-- The exercise --
Convert every line of the listing below into a Markdown table with the columns "Row" and "Line", skipping blank lines.

-- Data supplied --
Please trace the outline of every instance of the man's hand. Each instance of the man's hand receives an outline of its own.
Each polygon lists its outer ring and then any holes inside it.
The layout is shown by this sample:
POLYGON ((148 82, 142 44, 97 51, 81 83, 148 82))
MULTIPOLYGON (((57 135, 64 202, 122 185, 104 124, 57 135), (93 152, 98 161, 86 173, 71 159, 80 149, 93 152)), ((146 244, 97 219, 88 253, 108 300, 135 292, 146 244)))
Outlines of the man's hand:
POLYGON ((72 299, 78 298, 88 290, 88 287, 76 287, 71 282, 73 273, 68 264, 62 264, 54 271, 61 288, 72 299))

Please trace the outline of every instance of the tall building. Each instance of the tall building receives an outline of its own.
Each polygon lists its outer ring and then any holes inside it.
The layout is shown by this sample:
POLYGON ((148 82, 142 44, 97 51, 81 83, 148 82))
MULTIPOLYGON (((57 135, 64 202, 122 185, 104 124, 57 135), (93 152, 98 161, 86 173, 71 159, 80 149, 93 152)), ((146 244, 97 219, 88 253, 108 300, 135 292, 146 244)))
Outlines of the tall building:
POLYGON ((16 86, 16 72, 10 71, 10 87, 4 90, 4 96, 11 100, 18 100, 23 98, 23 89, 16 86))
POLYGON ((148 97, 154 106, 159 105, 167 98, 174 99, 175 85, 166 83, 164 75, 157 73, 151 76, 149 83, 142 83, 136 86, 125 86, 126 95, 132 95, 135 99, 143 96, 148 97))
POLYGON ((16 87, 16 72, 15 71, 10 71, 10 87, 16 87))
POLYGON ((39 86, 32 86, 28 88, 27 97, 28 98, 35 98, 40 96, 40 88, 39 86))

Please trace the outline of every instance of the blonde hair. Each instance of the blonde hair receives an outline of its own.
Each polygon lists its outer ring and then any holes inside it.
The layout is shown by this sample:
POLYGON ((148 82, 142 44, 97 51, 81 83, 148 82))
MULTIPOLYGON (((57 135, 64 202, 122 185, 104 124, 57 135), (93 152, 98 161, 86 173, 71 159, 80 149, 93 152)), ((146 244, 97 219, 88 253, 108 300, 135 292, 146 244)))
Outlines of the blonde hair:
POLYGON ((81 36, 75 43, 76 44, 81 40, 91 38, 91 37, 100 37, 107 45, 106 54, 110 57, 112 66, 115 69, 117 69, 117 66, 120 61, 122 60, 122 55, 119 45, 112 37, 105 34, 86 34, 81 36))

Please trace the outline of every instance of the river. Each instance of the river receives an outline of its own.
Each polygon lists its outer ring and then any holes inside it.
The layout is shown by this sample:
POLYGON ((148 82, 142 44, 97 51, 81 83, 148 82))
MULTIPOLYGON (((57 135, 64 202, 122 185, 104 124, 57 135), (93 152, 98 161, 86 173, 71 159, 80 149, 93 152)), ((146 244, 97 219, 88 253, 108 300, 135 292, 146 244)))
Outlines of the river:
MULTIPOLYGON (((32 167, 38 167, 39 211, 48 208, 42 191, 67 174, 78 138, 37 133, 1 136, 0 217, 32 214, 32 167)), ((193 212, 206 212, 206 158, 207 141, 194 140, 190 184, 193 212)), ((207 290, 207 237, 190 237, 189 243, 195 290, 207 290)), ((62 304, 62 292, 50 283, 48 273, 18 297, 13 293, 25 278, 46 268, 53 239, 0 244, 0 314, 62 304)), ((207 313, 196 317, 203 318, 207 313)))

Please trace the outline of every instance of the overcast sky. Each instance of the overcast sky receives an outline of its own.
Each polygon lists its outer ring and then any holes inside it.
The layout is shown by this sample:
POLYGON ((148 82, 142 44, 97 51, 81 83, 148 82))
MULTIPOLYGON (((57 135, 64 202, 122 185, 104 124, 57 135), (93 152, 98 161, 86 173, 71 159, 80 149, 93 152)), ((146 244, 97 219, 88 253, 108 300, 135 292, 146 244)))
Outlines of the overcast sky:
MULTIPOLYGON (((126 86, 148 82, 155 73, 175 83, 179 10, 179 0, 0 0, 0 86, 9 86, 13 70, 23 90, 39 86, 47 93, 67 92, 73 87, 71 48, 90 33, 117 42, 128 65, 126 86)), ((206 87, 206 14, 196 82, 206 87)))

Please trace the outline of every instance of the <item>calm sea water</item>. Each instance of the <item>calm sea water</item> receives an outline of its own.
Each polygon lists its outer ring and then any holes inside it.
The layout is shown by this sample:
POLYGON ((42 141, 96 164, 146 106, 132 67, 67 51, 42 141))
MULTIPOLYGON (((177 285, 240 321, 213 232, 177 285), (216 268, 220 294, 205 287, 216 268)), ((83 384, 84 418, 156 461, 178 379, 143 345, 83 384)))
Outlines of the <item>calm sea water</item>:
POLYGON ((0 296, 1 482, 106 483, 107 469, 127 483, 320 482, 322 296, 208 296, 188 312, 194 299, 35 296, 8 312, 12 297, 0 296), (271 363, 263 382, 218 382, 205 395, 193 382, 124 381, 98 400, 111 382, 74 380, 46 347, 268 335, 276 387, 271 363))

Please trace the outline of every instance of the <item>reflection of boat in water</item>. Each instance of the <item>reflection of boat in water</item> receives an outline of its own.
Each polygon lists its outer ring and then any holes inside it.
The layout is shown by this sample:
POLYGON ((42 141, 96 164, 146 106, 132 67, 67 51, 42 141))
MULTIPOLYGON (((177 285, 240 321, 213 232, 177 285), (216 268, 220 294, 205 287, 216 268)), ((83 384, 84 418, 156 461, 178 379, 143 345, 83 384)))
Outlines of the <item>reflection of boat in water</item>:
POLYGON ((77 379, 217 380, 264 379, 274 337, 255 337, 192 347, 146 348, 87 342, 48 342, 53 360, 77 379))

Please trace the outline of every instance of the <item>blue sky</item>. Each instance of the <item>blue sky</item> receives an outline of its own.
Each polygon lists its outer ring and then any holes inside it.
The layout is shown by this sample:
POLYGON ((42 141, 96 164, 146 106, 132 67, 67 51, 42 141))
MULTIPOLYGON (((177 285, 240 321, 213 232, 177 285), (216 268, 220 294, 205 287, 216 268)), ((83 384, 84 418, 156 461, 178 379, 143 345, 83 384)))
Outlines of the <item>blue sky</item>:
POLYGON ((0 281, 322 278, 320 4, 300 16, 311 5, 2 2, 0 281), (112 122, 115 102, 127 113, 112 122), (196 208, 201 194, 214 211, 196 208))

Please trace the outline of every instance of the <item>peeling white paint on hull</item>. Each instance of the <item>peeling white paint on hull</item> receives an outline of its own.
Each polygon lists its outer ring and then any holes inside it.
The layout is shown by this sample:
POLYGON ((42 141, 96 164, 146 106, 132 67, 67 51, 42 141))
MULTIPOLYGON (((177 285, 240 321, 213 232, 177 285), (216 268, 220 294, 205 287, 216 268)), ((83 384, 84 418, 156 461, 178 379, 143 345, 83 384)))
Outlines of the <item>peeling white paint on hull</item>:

-- Full solution --
| Row | Line |
|---|---|
| 1 | Please trace the outline of every instance of the man's hand. Each instance of the man's hand receives an outline of its own. |
| 2 | Each polygon lists its outer ring and then any holes inside it. |
| 3 | The layout is shown by this sample: |
| 4 | POLYGON ((148 82, 142 44, 97 51, 81 83, 148 82)) |
| 5 | MULTIPOLYGON (((57 135, 64 202, 122 185, 104 124, 57 135), (93 152, 98 161, 86 173, 71 159, 80 149, 93 152)), ((146 244, 97 219, 88 253, 108 300, 135 292, 146 244))) |
| 6 | Outlines of the man's hand: |
| 7 | POLYGON ((72 299, 78 298, 88 290, 88 287, 76 287, 71 282, 73 273, 68 264, 62 264, 54 271, 61 288, 72 299)) |
| 8 | Please trace the outline of every instance of the tall building. Each instance of the tall building receives an outline of its own. |
| 9 | Each polygon lists its outer ring and then any holes inside it. |
| 10 | The layout is shown by this sample: |
| 11 | POLYGON ((148 82, 142 44, 97 51, 81 83, 148 82)) |
| 12 | MULTIPOLYGON (((57 135, 64 202, 122 185, 104 124, 57 135), (93 152, 98 161, 86 173, 71 159, 80 149, 93 152)), ((146 244, 97 219, 88 253, 108 300, 135 292, 146 244))) |
| 13 | Outlines of the tall building: |
| 14 | POLYGON ((16 86, 16 72, 10 71, 10 87, 4 90, 4 96, 11 100, 18 100, 23 98, 23 89, 16 86)) |
| 15 | POLYGON ((148 97, 154 106, 159 105, 167 98, 174 99, 175 85, 166 83, 164 75, 157 73, 151 76, 149 83, 142 83, 136 86, 125 86, 126 95, 132 95, 135 99, 143 96, 148 97)) |
| 16 | POLYGON ((16 87, 16 72, 15 71, 10 71, 10 87, 16 87)) |
| 17 | POLYGON ((39 86, 32 86, 28 88, 27 97, 28 98, 35 98, 40 96, 40 88, 39 86)) |
| 18 | Please trace the outline of every instance of the blonde hair. Each instance of the blonde hair receives an outline of its own. |
| 19 | Each polygon lists its outer ring and then any holes inside it. |
| 20 | The layout is shown by this sample: |
| 21 | POLYGON ((148 82, 142 44, 97 51, 81 83, 148 82)) |
| 22 | MULTIPOLYGON (((57 135, 64 202, 122 185, 104 124, 57 135), (93 152, 98 161, 86 173, 71 159, 80 149, 93 152)), ((146 244, 97 219, 88 253, 108 300, 135 292, 146 244))) |
| 23 | Outlines of the blonde hair: |
| 24 | POLYGON ((81 36, 75 43, 76 44, 81 40, 91 38, 91 37, 100 37, 107 45, 106 54, 110 57, 112 66, 115 69, 117 69, 117 66, 120 61, 122 60, 122 55, 119 45, 112 37, 105 34, 86 34, 81 36)) |
| 25 | Please trace the outline of every instance of the river. Each instance of the river receives an outline of its own. |
| 26 | Each polygon lists its outer ring and then any holes inside it. |
| 27 | The layout is shown by this sample: |
| 28 | POLYGON ((148 82, 142 44, 97 51, 81 83, 148 82)) |
| 29 | MULTIPOLYGON (((57 135, 64 202, 122 185, 104 124, 57 135), (93 152, 98 161, 86 173, 71 159, 80 149, 93 152)), ((146 244, 97 219, 88 253, 108 300, 135 292, 146 244))) |
| 30 | Outlines of the river: |
| 31 | MULTIPOLYGON (((32 167, 38 167, 39 211, 48 208, 42 191, 67 174, 78 138, 37 133, 1 136, 0 217, 32 214, 32 167)), ((193 212, 206 212, 206 158, 207 141, 194 140, 190 184, 193 212)), ((207 290, 207 237, 190 237, 189 243, 195 290, 207 290)), ((62 304, 62 292, 50 283, 48 273, 18 297, 13 293, 25 278, 46 268, 53 239, 0 244, 0 314, 62 304)), ((207 313, 196 317, 203 318, 207 313))) |
| 32 | Please trace the outline of every instance of the overcast sky. Each instance of the overcast sky receives an outline of its own. |
| 33 | Each polygon lists its outer ring and then any holes inside it. |
| 34 | The layout is shown by this sample: |
| 35 | POLYGON ((148 82, 142 44, 97 51, 81 83, 148 82)) |
| 36 | MULTIPOLYGON (((57 135, 64 202, 122 185, 104 124, 57 135), (93 152, 98 161, 86 173, 71 159, 80 149, 93 152)), ((146 244, 97 219, 88 253, 108 300, 135 292, 146 244))) |
| 37 | Outlines of the overcast sky: |
| 38 | MULTIPOLYGON (((126 86, 148 82, 155 73, 175 83, 179 10, 179 0, 0 0, 0 86, 9 86, 13 70, 23 90, 39 86, 47 93, 67 92, 73 87, 71 48, 90 33, 117 42, 128 65, 126 86)), ((206 87, 206 14, 196 82, 206 87))) |
| 39 | Please trace the outline of every instance of the <item>calm sea water</item>. Each instance of the <item>calm sea water</item> receives an outline of its own. |
| 40 | Each polygon lists its outer ring and then any holes inside it. |
| 41 | The layout is shown by this sample: |
| 42 | POLYGON ((42 141, 96 164, 146 106, 132 67, 67 51, 42 141)) |
| 43 | MULTIPOLYGON (((177 285, 240 321, 213 232, 177 285), (216 268, 220 294, 205 287, 216 268)), ((83 384, 84 418, 156 461, 178 379, 143 345, 83 384))) |
| 44 | Outlines of the <item>calm sea water</item>: |
| 45 | POLYGON ((0 296, 1 482, 106 483, 107 469, 127 483, 320 482, 322 296, 208 296, 188 312, 194 299, 35 296, 8 312, 12 297, 0 296), (271 363, 263 382, 218 382, 205 395, 193 382, 124 381, 98 400, 111 382, 74 380, 46 347, 268 335, 276 387, 271 363)) |
| 46 | Please trace the outline of every instance of the <item>reflection of boat in water</item>. Each instance of the <item>reflection of boat in water</item> receives an outline of its own. |
| 47 | Each polygon lists its outer ring and then any holes inside it. |
| 48 | The layout is shown by this sample: |
| 49 | POLYGON ((42 141, 96 164, 146 106, 132 67, 67 51, 42 141)) |
| 50 | MULTIPOLYGON (((177 285, 240 321, 213 232, 177 285), (216 268, 220 294, 205 287, 216 268)), ((83 384, 84 418, 156 461, 178 379, 143 345, 83 384))) |
| 51 | Outlines of the <item>reflection of boat in water</item>: |
| 52 | POLYGON ((77 379, 217 380, 264 379, 274 337, 255 337, 192 347, 146 348, 87 342, 48 342, 53 360, 77 379)) |
| 53 | Please trace the outline of every instance of the <item>blue sky</item>. Each instance of the <item>blue sky</item> receives an outline of its own. |
| 54 | Each polygon lists its outer ring and then any holes inside it. |
| 55 | The layout is shown by this sample: |
| 56 | POLYGON ((42 141, 96 164, 146 106, 132 67, 67 51, 42 141)) |
| 57 | MULTIPOLYGON (((177 285, 240 321, 213 232, 177 285), (216 268, 220 294, 205 287, 216 268)), ((83 384, 84 418, 156 461, 178 379, 143 345, 83 384))) |
| 58 | Outlines of the <item>blue sky</item>: |
| 59 | POLYGON ((0 281, 322 278, 320 4, 300 16, 311 5, 2 2, 0 281), (112 122, 115 102, 127 113, 112 122), (196 208, 201 194, 214 211, 196 208)) |
| 60 | Please trace the outline of every instance of the <item>peeling white paint on hull</item>. Each instance of the <item>peeling white paint on hull</item> receives an outline of its own. |
| 61 | Each polygon lists its outer ring and then any holes inside it. |
| 62 | The layout is shown by this sample: |
| 63 | POLYGON ((42 141, 96 164, 146 106, 132 67, 67 51, 42 141)) |
| 64 | MULTIPOLYGON (((177 285, 240 321, 213 232, 177 285), (216 268, 220 294, 205 287, 216 268)), ((83 384, 84 418, 156 461, 178 379, 143 345, 83 384))) |
| 65 | Outlines of the <item>peeling white paint on hull</item>: |